----- ARTICLE
Renewable Energy World talks about generating biogas from biomass. The article tells how the Azienda Agricola Brusadino project in Italy demonstrates that anaerobic digestion of energy crops and agricultural wastes can be an effective means of generating electricity from a renewable source, along with a low cost means of waste disposal and fertiliser production.

Biofuels for transportation are not a good idea says the Energy Bulletin. The posting reviews the recent book “The Biofuel Delusion” by Mario Giampietro and Kozo Mayumi which concludes that “Full substitution of fossil energy with agro-biofuels is impossible.”  Their analysis leads them to believe that there is not enough land to cultivate enough organic material to power our transportation needs. Moreover, “agriculture is terribly expensive in terms of the resources it requires. It needs land, water, fertilizers, pesticides, mechanical work; all supplies that normally come from fossil fuels. Taking all that into account, the energy return for energy invested of biofuels is generally low; unless the invested energy is supplied by low cost human labor, as it is the case for Brazilian sugar cane.” To make matters worse, land cultivation for biofuels is competing with land for growing food and in the process leading to higher food costs.
----------
----- DATA FOR PROCESSING
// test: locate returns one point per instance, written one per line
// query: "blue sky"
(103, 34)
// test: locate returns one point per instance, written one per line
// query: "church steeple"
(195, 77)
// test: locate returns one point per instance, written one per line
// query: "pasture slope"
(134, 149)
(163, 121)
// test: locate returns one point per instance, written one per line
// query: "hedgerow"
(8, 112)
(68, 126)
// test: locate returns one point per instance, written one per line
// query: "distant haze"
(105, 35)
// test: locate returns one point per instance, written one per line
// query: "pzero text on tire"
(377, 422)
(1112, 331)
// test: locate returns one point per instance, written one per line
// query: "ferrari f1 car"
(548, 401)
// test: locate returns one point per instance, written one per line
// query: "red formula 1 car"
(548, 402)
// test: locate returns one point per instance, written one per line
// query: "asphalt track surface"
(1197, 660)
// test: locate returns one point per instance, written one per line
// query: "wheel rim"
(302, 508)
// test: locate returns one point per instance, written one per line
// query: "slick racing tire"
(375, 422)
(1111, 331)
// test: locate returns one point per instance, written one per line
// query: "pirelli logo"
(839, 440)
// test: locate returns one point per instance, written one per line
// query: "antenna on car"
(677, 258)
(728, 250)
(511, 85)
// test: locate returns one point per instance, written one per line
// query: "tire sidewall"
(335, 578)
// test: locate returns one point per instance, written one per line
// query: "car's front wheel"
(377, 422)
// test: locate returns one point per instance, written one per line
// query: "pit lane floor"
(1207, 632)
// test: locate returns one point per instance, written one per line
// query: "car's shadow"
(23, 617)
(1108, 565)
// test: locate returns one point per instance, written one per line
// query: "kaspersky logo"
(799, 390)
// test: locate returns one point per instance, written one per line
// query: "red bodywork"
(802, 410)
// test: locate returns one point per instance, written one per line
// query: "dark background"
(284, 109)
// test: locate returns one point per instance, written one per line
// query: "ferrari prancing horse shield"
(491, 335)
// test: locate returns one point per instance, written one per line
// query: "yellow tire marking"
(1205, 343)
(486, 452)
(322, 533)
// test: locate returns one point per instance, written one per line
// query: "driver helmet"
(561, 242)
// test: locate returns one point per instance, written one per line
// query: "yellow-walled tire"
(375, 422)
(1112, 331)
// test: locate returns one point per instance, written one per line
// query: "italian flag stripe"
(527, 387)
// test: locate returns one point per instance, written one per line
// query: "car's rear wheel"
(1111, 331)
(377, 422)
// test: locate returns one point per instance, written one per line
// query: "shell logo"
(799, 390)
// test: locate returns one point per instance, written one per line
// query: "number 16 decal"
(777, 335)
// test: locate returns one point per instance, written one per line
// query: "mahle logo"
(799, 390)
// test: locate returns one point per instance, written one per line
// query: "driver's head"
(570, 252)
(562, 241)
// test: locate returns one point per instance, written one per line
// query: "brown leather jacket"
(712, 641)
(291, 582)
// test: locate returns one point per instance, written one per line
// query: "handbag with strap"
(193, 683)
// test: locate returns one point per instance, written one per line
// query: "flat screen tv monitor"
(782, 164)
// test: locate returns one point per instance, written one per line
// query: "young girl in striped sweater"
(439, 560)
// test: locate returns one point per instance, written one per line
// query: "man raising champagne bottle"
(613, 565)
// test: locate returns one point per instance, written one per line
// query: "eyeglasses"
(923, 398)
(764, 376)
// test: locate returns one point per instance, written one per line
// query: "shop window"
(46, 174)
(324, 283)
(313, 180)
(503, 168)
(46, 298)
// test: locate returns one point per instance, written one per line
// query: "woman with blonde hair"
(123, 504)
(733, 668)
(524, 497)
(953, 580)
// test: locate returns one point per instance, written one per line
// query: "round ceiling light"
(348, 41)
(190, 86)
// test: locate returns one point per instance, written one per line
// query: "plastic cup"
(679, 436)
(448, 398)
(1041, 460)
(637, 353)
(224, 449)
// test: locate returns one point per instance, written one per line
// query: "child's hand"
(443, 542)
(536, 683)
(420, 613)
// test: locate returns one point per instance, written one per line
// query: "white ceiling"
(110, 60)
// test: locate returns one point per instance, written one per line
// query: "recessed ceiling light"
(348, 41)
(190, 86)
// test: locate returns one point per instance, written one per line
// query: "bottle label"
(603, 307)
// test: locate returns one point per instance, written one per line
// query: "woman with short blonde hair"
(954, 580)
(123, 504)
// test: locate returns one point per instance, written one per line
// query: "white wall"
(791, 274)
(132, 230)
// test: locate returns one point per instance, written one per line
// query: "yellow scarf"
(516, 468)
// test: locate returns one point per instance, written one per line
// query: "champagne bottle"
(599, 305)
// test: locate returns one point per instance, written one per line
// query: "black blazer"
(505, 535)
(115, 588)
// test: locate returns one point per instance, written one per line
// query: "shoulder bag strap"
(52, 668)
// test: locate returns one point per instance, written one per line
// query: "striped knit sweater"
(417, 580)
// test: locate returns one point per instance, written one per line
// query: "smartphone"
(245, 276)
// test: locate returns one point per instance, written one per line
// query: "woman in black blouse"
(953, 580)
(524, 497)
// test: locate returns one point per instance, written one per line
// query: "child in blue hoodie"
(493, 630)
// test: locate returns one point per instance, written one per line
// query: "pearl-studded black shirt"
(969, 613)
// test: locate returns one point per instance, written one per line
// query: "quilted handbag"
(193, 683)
----------
• **WRITTEN TASK A**
In the article on biogas and biofuels, which book does the Energy Bulletin posting review, and who wrote it?
• **WRITTEN TASK B**
Pull out every line of the records that contains the string "light". Case counts.

• **WRITTEN RESPONSE A**
"The Biofuel Delusion," by Mario Giampietro and Kozo Mayumi.

• **WRITTEN RESPONSE B**
// query: "round ceiling light"
// query: "recessed ceiling light"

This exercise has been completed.